**TEXT TO READ:**
::::
While Stora provides a fine overview of the limits of the statist economic model--emphasizing that it resulted in distorted industrialization, hyper-urbanization, and a high rate of emigration--Stora's more interesting details include his recounting of the state efforts to legitimate its power through (re)writing Algerian national history and claiming state control over Islam. History writing workshops, language policy, and control over the media allowed the state to induce what Stora condemns as a "forgetting" of the diverse pluralist roots of Algerian nationalism and broad societal elements which fought in the war of independence.
The third tragedy begins with the political and economic crises of the late 1980s and the rise of the Islamist movement led by the Islamic Salvation Front. Unfortunately, at this point in the book most readers will either find the events hard to follow or Stora's effort at explanation not fully satisfying.
Stora views this period as a struggle between two poles. The first one is the democratic pole emerging out of the demonstrations and social movements of the late 1980s which demanded Berber cultural rights, increased political freedoms and human rights, and an end to the single-party system. With the legitimacy of the FLN drained by political authoritarianism and economic crisis, in the wake of the 1988 demonstrations President Chadli Benjadid set Algeria on a course towards political reform and free elections. As noted above, these efforts came to a crashing halt when the military stepped in to avert an Islamist victory in national elections. Soon public order broke down and civil war broke out between the military and armed Islamists.
::::
**MATERIAL SHOWN:**
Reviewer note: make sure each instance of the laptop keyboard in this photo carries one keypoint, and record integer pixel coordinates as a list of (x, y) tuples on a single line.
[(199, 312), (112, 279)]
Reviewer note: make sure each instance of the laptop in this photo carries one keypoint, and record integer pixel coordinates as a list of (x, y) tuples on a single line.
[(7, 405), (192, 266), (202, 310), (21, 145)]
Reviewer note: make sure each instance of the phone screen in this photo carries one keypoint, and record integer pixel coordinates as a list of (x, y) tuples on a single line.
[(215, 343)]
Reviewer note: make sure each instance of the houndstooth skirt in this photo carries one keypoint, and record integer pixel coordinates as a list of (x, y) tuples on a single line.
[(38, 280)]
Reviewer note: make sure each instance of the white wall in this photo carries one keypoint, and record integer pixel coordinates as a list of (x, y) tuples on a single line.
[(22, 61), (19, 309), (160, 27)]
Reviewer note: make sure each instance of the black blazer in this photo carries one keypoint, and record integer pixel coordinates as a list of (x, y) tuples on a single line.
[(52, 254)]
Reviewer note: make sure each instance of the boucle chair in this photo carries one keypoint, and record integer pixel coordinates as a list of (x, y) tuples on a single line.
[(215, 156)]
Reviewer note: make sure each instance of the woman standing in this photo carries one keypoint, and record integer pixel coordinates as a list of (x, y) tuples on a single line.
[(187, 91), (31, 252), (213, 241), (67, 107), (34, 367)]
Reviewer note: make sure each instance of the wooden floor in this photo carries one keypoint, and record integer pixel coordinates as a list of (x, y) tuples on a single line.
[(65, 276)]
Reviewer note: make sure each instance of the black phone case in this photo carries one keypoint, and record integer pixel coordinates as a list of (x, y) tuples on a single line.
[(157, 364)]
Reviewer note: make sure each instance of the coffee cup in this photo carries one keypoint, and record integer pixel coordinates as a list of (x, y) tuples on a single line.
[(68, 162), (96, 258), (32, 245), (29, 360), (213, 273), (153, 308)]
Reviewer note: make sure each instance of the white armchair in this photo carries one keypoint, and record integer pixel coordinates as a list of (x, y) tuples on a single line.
::::
**INSTRUCTIONS FOR THE TASK:** In two sentences, summarize the passage above on Stora's account of Algeria.

**ANSWER TO THE EXERCISE:** Beyond outlining the limits of the statist economic model, Stora recounts how the Algerian state legitimated its power by rewriting national history and claiming control over Islam, inducing a "forgetting" of the pluralist roots of Algerian nationalism. He frames the crises of the late 1980s as a struggle between two poles, in which a democratic push for reform and free elections was halted when the military intervened to avert an Islamist electoral victory, after which civil war broke out.